[Point-based annotation data]
.....

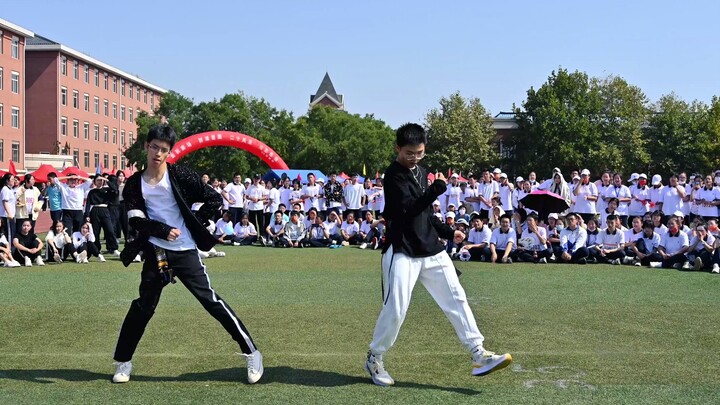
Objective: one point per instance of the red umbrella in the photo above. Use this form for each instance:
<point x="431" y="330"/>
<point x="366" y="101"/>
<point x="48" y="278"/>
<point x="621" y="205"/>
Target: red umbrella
<point x="41" y="173"/>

.....

DESCRIPTION OF THE TASK >>
Write out every line of the rows again, requests included, but leave out the pictures. Offset each x and y coordinate in the answer points by adding 96, and keep the coordinates in the requests and their format samples unchanged.

ANSWER TO THE TASK >>
Objective: one point per instance of the red umbrella in the photo above. Use this form for each instance:
<point x="431" y="330"/>
<point x="366" y="101"/>
<point x="48" y="278"/>
<point x="621" y="205"/>
Target: red umbrella
<point x="137" y="269"/>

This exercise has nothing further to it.